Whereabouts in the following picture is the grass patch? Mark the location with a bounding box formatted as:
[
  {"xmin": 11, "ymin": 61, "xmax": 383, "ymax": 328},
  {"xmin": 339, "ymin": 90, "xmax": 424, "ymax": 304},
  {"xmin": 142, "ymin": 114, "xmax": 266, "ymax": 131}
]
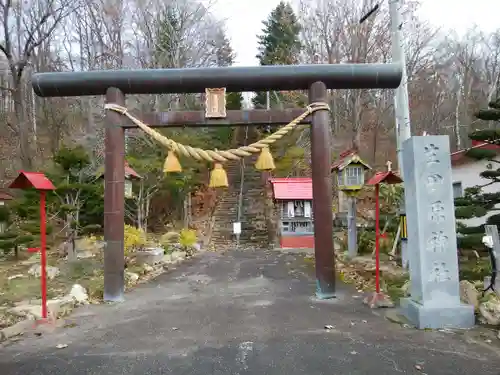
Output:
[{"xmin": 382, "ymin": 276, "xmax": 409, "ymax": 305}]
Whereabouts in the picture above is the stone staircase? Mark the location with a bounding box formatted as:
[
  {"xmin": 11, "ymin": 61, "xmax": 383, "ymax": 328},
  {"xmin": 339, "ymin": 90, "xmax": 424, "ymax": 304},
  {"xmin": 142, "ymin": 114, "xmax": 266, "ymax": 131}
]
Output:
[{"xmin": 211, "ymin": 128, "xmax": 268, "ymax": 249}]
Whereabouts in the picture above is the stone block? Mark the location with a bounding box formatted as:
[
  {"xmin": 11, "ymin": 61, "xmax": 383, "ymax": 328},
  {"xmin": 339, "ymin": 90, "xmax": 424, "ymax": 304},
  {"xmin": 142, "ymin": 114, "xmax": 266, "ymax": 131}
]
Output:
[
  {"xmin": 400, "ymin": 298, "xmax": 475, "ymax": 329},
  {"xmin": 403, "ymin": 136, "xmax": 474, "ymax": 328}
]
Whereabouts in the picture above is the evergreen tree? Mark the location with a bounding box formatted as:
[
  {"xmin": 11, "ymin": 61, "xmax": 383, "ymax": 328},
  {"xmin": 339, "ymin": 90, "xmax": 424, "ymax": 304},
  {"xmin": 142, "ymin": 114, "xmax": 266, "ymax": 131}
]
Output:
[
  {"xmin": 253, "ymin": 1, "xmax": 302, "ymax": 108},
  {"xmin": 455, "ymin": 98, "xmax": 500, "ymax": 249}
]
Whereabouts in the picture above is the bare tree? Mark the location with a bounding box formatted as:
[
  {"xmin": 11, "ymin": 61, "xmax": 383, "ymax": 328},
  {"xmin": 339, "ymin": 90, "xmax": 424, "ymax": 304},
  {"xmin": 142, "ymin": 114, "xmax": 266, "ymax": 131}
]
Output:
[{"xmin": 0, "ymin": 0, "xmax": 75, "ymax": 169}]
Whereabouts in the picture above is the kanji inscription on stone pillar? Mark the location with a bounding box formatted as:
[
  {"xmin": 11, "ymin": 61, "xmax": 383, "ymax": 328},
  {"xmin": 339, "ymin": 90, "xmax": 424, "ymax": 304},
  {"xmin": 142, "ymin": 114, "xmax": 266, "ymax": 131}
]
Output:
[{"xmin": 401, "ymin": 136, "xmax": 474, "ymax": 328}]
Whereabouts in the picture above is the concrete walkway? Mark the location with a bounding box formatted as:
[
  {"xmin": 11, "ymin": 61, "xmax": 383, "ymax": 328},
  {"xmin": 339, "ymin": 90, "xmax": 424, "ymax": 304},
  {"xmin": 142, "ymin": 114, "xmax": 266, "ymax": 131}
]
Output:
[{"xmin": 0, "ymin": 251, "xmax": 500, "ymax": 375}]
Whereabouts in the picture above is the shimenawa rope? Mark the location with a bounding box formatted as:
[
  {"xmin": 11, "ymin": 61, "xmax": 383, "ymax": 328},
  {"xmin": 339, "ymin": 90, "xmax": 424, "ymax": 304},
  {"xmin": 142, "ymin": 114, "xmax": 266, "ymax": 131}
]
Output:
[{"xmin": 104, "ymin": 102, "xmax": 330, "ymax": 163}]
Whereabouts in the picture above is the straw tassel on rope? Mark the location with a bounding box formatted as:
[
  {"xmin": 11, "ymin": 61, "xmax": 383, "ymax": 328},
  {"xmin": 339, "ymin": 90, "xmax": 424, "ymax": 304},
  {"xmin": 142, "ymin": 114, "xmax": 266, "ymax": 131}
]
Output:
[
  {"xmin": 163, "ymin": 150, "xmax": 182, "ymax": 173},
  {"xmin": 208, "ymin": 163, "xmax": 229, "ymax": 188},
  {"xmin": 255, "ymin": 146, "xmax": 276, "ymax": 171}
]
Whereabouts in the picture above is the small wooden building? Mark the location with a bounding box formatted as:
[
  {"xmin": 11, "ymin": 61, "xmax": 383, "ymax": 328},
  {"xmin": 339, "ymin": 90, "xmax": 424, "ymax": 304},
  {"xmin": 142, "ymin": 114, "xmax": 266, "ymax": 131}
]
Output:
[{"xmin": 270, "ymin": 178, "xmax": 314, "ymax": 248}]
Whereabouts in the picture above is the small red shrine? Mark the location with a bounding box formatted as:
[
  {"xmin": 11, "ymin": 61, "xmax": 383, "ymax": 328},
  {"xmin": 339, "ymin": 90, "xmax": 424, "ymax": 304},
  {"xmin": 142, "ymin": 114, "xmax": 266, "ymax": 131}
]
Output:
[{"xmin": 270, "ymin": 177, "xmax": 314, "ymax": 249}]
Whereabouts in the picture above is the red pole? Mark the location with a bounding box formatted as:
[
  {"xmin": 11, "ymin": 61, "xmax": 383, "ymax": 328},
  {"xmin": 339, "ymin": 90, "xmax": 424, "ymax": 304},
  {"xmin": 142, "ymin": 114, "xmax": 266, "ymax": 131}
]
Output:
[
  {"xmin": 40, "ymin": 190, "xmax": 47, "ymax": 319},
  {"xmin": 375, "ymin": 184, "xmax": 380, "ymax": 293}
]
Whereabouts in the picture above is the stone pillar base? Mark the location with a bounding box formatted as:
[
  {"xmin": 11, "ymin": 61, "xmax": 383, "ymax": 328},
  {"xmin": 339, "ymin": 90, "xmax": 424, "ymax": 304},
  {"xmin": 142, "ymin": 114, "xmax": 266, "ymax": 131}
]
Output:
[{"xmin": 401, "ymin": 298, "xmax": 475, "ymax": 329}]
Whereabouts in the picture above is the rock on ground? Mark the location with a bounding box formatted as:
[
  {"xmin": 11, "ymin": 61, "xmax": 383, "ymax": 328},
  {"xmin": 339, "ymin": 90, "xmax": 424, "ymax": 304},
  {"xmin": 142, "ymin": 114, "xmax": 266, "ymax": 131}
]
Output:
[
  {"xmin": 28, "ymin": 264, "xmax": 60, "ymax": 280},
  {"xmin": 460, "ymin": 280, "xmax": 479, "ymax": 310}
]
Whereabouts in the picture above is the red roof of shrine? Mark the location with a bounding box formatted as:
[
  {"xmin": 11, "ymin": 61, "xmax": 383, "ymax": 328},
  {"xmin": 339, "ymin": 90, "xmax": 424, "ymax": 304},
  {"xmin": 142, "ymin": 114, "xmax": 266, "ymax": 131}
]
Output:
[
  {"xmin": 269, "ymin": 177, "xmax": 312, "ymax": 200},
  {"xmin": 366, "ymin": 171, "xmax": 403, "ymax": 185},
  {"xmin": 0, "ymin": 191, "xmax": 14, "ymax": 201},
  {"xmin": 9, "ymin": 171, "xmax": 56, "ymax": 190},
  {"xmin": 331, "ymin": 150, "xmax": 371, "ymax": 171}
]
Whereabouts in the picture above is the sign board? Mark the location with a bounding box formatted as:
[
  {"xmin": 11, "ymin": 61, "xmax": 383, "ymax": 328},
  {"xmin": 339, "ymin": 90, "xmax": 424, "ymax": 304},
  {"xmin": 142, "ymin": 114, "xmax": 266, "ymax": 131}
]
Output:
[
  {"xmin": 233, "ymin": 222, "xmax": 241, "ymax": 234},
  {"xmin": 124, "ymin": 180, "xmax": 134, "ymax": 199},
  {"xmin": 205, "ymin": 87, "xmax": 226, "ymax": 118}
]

==

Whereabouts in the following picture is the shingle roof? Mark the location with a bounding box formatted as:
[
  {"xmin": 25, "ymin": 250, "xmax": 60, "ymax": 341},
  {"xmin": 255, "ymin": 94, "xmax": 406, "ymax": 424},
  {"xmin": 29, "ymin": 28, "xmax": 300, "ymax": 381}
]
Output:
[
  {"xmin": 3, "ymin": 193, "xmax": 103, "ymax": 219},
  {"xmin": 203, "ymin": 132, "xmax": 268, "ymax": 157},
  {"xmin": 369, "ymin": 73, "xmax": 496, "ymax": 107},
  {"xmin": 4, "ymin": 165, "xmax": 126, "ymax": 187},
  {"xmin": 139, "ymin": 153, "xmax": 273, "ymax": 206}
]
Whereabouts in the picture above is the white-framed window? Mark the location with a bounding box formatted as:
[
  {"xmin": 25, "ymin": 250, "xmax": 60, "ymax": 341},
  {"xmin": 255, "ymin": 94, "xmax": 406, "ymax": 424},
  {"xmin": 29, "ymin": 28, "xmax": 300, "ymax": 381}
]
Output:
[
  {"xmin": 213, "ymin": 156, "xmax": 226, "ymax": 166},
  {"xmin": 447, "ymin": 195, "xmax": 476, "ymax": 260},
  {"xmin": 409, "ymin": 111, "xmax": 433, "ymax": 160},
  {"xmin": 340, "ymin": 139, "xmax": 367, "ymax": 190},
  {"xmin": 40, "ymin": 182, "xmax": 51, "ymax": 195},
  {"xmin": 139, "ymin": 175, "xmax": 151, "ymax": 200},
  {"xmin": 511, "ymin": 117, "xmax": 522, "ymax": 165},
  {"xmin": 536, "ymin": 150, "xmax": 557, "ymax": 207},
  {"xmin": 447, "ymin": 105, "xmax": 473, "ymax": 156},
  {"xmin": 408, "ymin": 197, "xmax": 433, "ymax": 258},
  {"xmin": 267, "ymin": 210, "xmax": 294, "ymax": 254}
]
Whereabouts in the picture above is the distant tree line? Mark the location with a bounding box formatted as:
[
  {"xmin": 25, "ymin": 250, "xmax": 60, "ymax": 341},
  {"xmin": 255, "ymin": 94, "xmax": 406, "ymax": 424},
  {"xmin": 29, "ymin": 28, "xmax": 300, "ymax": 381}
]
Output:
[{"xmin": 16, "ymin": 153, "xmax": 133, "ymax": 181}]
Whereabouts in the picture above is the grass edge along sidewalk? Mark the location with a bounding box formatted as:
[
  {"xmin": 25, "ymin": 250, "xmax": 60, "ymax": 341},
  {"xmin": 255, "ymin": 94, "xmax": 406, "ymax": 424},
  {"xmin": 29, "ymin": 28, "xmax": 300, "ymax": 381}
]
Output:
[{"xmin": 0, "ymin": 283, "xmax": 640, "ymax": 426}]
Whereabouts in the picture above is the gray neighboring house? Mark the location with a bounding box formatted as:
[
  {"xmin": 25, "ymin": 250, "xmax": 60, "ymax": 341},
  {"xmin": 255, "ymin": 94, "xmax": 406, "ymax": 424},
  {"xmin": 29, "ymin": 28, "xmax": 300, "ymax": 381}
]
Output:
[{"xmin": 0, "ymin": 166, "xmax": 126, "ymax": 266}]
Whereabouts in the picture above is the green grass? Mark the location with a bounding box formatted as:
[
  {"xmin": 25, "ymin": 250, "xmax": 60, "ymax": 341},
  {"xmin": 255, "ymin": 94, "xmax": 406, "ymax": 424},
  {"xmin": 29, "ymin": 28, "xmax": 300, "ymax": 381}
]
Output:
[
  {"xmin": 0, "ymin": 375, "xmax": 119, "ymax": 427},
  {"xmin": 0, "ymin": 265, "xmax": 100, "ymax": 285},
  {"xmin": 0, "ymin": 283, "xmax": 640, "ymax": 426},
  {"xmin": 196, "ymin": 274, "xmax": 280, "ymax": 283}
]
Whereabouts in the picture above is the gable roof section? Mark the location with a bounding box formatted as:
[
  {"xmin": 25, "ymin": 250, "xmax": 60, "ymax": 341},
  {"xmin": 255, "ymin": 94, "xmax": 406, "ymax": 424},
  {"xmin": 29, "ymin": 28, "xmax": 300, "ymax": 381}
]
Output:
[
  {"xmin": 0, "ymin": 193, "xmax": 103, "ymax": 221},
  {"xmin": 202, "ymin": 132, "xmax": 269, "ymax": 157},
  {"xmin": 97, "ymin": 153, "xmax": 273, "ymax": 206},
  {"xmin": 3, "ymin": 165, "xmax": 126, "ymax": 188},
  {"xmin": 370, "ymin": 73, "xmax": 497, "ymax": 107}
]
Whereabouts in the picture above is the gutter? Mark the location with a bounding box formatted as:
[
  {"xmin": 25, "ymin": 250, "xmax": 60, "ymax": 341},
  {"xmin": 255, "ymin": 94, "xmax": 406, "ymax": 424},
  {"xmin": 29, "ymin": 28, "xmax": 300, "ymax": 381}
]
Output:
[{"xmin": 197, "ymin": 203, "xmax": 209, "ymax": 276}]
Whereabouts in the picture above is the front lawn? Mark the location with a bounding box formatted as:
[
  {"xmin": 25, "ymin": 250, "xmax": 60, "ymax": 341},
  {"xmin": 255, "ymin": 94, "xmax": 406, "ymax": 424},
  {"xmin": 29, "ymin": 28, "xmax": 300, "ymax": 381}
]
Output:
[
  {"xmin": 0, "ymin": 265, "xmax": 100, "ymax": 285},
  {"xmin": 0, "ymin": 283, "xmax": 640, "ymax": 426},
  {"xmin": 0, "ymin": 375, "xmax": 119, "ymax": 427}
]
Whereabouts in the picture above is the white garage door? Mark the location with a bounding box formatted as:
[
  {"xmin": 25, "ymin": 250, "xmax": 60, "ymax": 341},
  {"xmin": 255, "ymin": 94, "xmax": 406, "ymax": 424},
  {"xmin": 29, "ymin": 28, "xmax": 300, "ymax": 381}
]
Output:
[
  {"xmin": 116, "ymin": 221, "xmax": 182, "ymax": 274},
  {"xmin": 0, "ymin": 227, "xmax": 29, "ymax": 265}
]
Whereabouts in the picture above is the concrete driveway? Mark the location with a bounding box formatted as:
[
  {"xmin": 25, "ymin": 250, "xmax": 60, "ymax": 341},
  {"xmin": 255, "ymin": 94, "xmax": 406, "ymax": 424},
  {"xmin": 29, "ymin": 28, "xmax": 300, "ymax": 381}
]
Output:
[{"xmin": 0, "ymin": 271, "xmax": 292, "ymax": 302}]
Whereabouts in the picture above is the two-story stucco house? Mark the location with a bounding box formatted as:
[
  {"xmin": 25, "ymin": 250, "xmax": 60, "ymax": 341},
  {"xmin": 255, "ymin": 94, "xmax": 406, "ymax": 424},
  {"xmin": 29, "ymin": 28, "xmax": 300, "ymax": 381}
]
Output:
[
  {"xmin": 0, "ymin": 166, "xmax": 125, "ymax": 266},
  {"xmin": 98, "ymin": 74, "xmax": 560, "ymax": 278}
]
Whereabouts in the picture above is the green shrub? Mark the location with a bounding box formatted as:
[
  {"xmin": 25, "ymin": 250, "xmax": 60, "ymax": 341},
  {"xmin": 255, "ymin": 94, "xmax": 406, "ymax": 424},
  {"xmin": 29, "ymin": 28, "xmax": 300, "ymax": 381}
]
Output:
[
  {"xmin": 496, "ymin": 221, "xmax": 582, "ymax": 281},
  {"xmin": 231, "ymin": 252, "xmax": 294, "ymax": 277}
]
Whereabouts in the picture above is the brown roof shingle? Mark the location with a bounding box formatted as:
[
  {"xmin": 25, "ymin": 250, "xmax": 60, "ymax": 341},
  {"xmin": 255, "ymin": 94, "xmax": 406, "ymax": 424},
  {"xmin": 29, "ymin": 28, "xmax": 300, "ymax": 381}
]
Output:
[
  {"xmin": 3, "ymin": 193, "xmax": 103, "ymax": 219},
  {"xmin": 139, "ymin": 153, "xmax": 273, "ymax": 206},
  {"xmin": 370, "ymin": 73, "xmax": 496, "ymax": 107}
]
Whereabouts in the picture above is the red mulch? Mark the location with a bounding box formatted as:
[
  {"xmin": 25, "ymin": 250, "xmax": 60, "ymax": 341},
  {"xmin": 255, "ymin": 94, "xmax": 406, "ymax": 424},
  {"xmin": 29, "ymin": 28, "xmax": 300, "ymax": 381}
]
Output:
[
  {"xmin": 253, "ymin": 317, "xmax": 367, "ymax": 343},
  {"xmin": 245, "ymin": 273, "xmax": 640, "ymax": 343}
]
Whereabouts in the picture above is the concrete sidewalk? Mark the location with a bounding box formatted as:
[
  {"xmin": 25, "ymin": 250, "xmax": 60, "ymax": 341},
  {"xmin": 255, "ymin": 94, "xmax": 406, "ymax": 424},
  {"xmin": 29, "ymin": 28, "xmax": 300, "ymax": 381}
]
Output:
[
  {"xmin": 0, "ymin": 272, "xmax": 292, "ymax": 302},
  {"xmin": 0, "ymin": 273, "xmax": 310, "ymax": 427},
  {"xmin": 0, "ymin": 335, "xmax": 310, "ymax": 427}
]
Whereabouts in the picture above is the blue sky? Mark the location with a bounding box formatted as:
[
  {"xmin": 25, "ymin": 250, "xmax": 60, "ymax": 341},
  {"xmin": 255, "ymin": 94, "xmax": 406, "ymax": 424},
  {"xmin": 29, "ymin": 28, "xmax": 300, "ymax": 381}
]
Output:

#### Task goal
Count the lines in the material above that contain the string "shingle", treating uppercase and lowercase as different. Reply with the number alone.

#### Output below
2